■ **TASK DIRECTIONS**
Among the lines below, count those containing the word "hood". Give the number only.

** Opening DATA EXTRACTS block **

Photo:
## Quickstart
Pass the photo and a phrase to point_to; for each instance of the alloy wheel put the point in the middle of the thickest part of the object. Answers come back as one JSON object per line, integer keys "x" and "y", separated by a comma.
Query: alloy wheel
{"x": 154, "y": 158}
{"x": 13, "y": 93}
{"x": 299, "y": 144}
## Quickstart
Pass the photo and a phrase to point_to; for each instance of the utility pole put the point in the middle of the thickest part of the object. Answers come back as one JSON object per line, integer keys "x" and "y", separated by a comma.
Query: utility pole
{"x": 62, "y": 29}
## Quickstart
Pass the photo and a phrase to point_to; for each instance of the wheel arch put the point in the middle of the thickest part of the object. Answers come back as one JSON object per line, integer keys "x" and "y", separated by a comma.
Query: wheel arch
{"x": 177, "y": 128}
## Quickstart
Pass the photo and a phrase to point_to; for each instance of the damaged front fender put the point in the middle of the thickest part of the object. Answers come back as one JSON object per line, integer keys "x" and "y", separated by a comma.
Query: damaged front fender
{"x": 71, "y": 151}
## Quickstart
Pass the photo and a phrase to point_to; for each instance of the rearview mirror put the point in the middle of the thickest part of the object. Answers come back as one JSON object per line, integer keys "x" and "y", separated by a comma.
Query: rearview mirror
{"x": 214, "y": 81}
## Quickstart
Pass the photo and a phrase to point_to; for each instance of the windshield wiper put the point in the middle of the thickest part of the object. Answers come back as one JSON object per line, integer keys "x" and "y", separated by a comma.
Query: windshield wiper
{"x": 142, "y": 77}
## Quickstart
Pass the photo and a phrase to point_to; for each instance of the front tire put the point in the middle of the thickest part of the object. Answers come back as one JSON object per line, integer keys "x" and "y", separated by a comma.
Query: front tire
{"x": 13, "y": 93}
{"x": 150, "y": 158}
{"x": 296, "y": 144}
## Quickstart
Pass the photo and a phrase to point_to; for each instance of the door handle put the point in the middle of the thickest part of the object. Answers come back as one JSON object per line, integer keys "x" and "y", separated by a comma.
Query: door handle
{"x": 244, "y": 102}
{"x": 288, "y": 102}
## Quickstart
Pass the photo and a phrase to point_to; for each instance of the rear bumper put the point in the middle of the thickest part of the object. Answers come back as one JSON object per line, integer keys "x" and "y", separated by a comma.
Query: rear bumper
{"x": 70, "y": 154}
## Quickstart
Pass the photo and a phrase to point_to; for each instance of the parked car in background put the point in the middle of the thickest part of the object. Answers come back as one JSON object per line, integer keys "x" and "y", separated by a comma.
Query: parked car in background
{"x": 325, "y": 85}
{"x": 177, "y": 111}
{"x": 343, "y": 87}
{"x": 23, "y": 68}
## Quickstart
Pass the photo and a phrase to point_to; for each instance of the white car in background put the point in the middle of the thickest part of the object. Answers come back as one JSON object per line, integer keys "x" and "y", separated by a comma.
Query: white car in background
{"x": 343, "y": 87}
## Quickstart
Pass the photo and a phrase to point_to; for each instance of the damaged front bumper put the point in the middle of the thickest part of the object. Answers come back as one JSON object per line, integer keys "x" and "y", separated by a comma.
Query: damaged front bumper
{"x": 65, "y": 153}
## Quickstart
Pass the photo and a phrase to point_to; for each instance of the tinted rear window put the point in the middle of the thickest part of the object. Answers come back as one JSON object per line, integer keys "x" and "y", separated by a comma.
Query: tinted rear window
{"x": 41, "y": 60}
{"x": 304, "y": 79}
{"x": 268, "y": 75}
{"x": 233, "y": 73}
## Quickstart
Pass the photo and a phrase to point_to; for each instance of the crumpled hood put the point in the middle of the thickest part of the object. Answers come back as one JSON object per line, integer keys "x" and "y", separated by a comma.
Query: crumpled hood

** Closing DATA EXTRACTS block **

■ **TASK RESULT**
2